I should probably add some tests now. They would have to use hex
escapes, since the character encoding/decoding functionality is not
ready. That's not a problem, but, it doesn't look as cool as using
actual non-latin glyphs in the tests.
>
> > + else if (c == '\b')
> > + {
> > + SCM_DECCOL (port);
> > + }
>
> Style! ;-)
OK. The SCM_DECCOL et al macros are missing enclosing do/while
statements, making them conflict with the if statement, so do/while
statements will have to be added.
>
> > +SCM_API void scm_charprint (scm_t_uint32 c, SCM port);
>
> This ought to be internal, no?
Could be. A couple of the types are given their own print functions:
scm_intprint and an scm_uintprint. Most types don't have their own
print functions. Are int and uint given special treatment because of
their radix term?
>
> > #define STRINGBUF_F_SHARED 0x100
> > #define STRINGBUF_F_INLINE 0x200
> > +#define STRINGBUF_F_WIDE 0x400
>
> Although other flags miss this, can you add a comment to the right
> saying that this means UCS-4 encoding?
OK.
>
> > +#if SCM_DEBUG
> > + if (len < 1000)
> > + lenhist[len]++;
> > + else
> > + lenhist[1000]++;
> > +#endif
>
> I would use "#ifdef SCM_STRING_LENGTH_HISTOGRAM" for that. Conversely,
> I'd make `%string-dump' and `%symbol-dump' always available (with
> docstring and possibly manual entry).
I like that idea.
>
> > + (scm_t_wchar) (unsigned char) STRINGBUF_INLINE_CHARS (buf)[i];
>
> Is the double cast needed?
Sort of. Unsigned char will successfully be implicitly cast to
scm_t_wchar, so the scm_t_wchar term is just for clarity. The unsigned
char term is definitely needed. Negative 8-bit chars are the upper half
of the 8-bit charset (128 - 255). Casting them directly to scm_t_wchar
may return 0xFFFFFF80 - 0xFFFFFFFF instead of 128-255. I don't have any
problem removing the scm_t_wchar cast. Would you prefer that?

> **CHALLENGE**:
Please retype the code review reply above word for word, starting at "Could be. A" and ending at "means UCS-4 encoding?".

> **STORED DATA**:
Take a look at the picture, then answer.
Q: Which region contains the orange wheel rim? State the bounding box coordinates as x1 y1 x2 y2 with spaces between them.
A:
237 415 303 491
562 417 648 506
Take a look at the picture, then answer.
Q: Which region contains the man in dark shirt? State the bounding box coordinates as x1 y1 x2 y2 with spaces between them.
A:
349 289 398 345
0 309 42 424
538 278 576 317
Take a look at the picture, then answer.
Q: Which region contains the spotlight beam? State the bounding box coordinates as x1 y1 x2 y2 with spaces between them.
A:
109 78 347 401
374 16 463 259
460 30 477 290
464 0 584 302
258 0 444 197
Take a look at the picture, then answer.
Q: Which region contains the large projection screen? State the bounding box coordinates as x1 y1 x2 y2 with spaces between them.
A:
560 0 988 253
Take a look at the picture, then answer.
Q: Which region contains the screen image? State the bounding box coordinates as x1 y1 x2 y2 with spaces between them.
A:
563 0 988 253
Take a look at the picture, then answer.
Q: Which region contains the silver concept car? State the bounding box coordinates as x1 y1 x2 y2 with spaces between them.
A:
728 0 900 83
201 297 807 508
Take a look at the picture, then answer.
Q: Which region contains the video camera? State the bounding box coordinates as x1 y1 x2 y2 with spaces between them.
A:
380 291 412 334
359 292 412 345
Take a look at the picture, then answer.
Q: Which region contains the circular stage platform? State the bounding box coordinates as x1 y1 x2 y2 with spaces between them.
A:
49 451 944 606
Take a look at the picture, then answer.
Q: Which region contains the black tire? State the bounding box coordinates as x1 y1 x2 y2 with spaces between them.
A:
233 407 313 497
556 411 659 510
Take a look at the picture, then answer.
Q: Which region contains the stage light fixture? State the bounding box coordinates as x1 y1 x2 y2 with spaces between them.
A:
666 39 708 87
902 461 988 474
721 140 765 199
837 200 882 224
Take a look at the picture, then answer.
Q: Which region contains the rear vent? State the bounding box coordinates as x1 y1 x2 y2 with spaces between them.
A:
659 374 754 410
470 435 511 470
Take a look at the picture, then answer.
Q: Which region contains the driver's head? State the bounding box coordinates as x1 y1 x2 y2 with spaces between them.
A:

> **FINISHED EXERCISE**:
Could be. A couple of the types are given their own print functions:
scm_intprint and an scm_uintprint. Most types don't have their own
print functions. Are int and uint given special treatment because of
their radix term?
>
> > #define STRINGBUF_F_SHARED 0x100
> > #define STRINGBUF_F_INLINE 0x200
> > +#define STRINGBUF_F_WIDE 0x400
>
> Although other flags miss this, can you add a comment to the right
> saying that this means UCS-4 encoding?